» **Work to be completed**:
Only those lines running from the line that contains "of the dirt" through the end of the material are to be written out, each exactly as shown.

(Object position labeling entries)

..............................

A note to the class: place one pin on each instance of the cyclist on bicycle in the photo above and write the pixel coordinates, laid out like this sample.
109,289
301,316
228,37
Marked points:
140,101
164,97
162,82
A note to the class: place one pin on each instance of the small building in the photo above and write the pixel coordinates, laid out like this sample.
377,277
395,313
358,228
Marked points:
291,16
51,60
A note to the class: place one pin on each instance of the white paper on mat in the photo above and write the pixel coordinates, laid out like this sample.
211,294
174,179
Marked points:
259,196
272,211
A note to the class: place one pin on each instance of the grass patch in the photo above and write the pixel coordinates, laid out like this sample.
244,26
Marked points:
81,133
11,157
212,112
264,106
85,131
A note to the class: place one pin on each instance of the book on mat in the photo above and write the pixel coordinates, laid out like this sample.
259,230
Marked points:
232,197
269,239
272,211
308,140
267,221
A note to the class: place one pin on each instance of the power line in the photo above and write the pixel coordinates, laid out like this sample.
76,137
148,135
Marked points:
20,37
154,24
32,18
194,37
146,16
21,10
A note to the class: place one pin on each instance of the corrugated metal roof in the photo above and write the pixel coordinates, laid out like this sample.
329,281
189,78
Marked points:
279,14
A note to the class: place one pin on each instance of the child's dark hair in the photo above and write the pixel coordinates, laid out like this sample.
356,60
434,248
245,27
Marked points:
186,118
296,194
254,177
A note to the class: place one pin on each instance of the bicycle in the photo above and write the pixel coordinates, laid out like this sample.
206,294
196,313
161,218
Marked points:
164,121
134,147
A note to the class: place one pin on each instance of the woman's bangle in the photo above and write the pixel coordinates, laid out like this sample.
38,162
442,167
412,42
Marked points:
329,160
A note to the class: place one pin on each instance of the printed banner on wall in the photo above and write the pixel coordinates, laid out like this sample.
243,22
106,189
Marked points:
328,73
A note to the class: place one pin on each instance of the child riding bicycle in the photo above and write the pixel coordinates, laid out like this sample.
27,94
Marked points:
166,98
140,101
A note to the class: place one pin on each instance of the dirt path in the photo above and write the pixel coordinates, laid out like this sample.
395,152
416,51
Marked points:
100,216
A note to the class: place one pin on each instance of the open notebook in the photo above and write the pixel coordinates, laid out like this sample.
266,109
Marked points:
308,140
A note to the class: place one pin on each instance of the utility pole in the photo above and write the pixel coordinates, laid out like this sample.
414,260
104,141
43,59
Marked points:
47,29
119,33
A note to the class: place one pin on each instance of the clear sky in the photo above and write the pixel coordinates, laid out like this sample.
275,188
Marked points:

..............................

» **Solved problem**:
A note to the class: place one pin on each instance of the dirt path in the photo above and write the pixel coordinates, laid out like this sample.
395,152
416,51
Marked points:
100,216
A note to the class: place one pin on each instance of the open notebook in the photo above and write the pixel coordinates, laid out like this sample.
266,109
Marked points:
308,140
A note to the class: place one pin on each instance of the utility pole in the photo above and write the pixel coordinates, laid out like this sample.
414,260
104,141
43,59
Marked points:
47,29
119,33
A note to the class: place one pin on each instance of the clear sky in the photo above and write the pixel coordinates, laid out like this sample.
275,188
Marked points:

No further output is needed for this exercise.